* Start Given records *

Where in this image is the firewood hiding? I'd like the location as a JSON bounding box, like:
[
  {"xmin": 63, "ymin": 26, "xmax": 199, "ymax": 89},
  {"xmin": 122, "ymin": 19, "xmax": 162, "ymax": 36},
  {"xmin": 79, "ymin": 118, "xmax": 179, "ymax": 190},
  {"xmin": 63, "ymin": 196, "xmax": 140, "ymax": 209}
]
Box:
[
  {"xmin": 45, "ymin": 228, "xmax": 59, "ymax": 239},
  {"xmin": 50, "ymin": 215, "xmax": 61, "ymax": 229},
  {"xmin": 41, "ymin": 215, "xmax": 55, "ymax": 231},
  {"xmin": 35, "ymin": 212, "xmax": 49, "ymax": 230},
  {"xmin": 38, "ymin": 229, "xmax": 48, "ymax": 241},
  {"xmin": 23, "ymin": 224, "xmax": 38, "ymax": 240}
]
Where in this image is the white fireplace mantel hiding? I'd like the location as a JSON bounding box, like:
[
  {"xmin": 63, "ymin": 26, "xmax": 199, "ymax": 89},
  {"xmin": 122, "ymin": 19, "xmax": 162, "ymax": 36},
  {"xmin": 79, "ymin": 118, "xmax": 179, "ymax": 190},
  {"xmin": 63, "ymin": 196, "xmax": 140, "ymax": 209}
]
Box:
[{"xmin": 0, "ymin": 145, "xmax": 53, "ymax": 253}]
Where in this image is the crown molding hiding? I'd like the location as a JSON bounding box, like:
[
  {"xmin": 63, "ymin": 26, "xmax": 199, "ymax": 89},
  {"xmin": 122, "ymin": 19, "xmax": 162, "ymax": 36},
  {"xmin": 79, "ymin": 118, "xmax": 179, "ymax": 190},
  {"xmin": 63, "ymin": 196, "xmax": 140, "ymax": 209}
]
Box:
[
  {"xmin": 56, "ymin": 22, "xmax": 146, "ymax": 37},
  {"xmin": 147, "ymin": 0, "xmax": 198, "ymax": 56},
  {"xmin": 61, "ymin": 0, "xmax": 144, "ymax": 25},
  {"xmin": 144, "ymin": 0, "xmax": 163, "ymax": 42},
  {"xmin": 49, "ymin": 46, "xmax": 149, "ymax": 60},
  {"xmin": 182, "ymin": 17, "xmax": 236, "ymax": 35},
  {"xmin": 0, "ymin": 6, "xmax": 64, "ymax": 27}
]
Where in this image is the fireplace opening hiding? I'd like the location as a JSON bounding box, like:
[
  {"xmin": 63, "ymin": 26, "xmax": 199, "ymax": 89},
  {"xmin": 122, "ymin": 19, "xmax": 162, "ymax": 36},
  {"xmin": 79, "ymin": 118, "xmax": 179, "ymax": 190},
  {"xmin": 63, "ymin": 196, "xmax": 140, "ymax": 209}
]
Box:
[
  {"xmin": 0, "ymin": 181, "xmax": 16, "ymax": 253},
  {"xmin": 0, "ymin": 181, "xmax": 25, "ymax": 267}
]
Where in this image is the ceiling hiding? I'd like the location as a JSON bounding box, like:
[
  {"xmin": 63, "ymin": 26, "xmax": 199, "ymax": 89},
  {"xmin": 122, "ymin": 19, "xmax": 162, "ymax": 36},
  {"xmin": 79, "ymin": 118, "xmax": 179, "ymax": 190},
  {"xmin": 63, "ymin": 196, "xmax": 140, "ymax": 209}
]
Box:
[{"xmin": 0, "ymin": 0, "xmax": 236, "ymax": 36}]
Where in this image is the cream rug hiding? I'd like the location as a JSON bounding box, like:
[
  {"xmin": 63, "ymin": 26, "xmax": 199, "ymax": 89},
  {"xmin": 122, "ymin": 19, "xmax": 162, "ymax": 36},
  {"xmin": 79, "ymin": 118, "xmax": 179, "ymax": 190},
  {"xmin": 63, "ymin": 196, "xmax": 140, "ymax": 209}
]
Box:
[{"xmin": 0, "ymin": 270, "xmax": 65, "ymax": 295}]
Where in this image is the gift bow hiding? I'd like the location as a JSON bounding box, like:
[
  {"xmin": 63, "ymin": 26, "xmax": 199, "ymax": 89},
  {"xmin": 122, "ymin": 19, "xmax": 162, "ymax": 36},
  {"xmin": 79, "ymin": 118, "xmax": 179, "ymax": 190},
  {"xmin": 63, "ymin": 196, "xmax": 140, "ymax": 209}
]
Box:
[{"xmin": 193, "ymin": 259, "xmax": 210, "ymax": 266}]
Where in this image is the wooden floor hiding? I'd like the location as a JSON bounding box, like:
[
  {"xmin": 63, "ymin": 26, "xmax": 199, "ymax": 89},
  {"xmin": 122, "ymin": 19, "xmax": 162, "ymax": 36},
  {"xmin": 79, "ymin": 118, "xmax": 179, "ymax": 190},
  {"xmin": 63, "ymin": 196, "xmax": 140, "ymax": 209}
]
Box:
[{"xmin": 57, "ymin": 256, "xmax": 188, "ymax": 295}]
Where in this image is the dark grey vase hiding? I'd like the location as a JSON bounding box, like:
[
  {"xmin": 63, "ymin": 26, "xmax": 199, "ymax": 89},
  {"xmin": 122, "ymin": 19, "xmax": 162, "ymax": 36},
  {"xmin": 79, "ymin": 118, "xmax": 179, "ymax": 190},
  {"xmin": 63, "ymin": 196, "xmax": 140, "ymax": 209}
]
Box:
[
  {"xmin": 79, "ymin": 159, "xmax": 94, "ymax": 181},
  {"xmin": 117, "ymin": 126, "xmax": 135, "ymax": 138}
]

* End Given records *

▶ Problem description
Copy every line of the listing above word for word, without any changes.

▶ Solution to the exercise
Where in this image is the firewood hiding? I'd like the location as a JSON bounding box, like:
[
  {"xmin": 63, "ymin": 26, "xmax": 199, "ymax": 89},
  {"xmin": 122, "ymin": 19, "xmax": 162, "ymax": 36},
  {"xmin": 79, "ymin": 118, "xmax": 179, "ymax": 190},
  {"xmin": 63, "ymin": 196, "xmax": 140, "ymax": 209}
]
Box:
[
  {"xmin": 45, "ymin": 228, "xmax": 59, "ymax": 239},
  {"xmin": 50, "ymin": 215, "xmax": 61, "ymax": 229},
  {"xmin": 41, "ymin": 215, "xmax": 55, "ymax": 231},
  {"xmin": 35, "ymin": 212, "xmax": 49, "ymax": 230},
  {"xmin": 38, "ymin": 229, "xmax": 48, "ymax": 241},
  {"xmin": 23, "ymin": 224, "xmax": 38, "ymax": 240}
]
Where in this image is the white fireplace mantel hiding? I'd like the location as a JSON bounding box, like:
[
  {"xmin": 63, "ymin": 26, "xmax": 199, "ymax": 89},
  {"xmin": 122, "ymin": 19, "xmax": 162, "ymax": 36},
  {"xmin": 79, "ymin": 118, "xmax": 179, "ymax": 190},
  {"xmin": 63, "ymin": 196, "xmax": 140, "ymax": 209}
]
Box:
[{"xmin": 0, "ymin": 145, "xmax": 53, "ymax": 253}]
Where in this image is the crown molding hiding? I'd like the location as a JSON bounding box, like:
[
  {"xmin": 63, "ymin": 26, "xmax": 199, "ymax": 89},
  {"xmin": 122, "ymin": 19, "xmax": 162, "ymax": 36},
  {"xmin": 79, "ymin": 118, "xmax": 179, "ymax": 190},
  {"xmin": 63, "ymin": 196, "xmax": 140, "ymax": 209}
]
Box:
[
  {"xmin": 56, "ymin": 22, "xmax": 146, "ymax": 37},
  {"xmin": 147, "ymin": 0, "xmax": 198, "ymax": 56},
  {"xmin": 61, "ymin": 0, "xmax": 144, "ymax": 25},
  {"xmin": 144, "ymin": 0, "xmax": 163, "ymax": 42},
  {"xmin": 49, "ymin": 46, "xmax": 149, "ymax": 60},
  {"xmin": 182, "ymin": 17, "xmax": 236, "ymax": 35},
  {"xmin": 0, "ymin": 6, "xmax": 64, "ymax": 27}
]
Where in this image is the fireplace opening hiding? I'd like the location as a JSON bounding box, like:
[
  {"xmin": 63, "ymin": 26, "xmax": 199, "ymax": 89},
  {"xmin": 122, "ymin": 19, "xmax": 162, "ymax": 36},
  {"xmin": 79, "ymin": 118, "xmax": 179, "ymax": 190},
  {"xmin": 63, "ymin": 196, "xmax": 140, "ymax": 209}
]
Box:
[
  {"xmin": 0, "ymin": 181, "xmax": 16, "ymax": 253},
  {"xmin": 0, "ymin": 181, "xmax": 25, "ymax": 267}
]
Where in this image is the ceiling hiding? I'd like the location as a JSON bounding box, like:
[
  {"xmin": 63, "ymin": 26, "xmax": 199, "ymax": 89},
  {"xmin": 122, "ymin": 19, "xmax": 162, "ymax": 36},
  {"xmin": 79, "ymin": 118, "xmax": 179, "ymax": 190},
  {"xmin": 63, "ymin": 196, "xmax": 140, "ymax": 209}
]
Box:
[{"xmin": 0, "ymin": 0, "xmax": 236, "ymax": 36}]
Where in this image is the cream rug hiding? I'd like the location as a JSON bounding box, like:
[
  {"xmin": 63, "ymin": 26, "xmax": 199, "ymax": 89},
  {"xmin": 122, "ymin": 19, "xmax": 162, "ymax": 36},
  {"xmin": 79, "ymin": 118, "xmax": 179, "ymax": 190},
  {"xmin": 63, "ymin": 196, "xmax": 140, "ymax": 209}
]
Box:
[{"xmin": 0, "ymin": 270, "xmax": 65, "ymax": 295}]
Where in this image is the gift bow hiding? I'd like the location as a JSON bounding box, like:
[
  {"xmin": 63, "ymin": 26, "xmax": 199, "ymax": 89},
  {"xmin": 122, "ymin": 19, "xmax": 162, "ymax": 36},
  {"xmin": 79, "ymin": 118, "xmax": 179, "ymax": 190},
  {"xmin": 63, "ymin": 196, "xmax": 140, "ymax": 209}
]
Box:
[{"xmin": 193, "ymin": 259, "xmax": 210, "ymax": 266}]
Where in this image is the wooden floor hiding? I'd like the location as a JSON bounding box, like:
[
  {"xmin": 63, "ymin": 26, "xmax": 199, "ymax": 89},
  {"xmin": 122, "ymin": 19, "xmax": 162, "ymax": 36},
  {"xmin": 79, "ymin": 118, "xmax": 179, "ymax": 190},
  {"xmin": 63, "ymin": 196, "xmax": 140, "ymax": 209}
]
Box:
[{"xmin": 57, "ymin": 256, "xmax": 188, "ymax": 295}]
Where in this image is the dark grey vase hiding? I'd like the location as a JSON bounding box, like:
[
  {"xmin": 63, "ymin": 26, "xmax": 199, "ymax": 89},
  {"xmin": 122, "ymin": 19, "xmax": 162, "ymax": 36},
  {"xmin": 79, "ymin": 118, "xmax": 179, "ymax": 190},
  {"xmin": 63, "ymin": 196, "xmax": 140, "ymax": 209}
]
Box:
[
  {"xmin": 79, "ymin": 159, "xmax": 94, "ymax": 181},
  {"xmin": 117, "ymin": 126, "xmax": 135, "ymax": 138}
]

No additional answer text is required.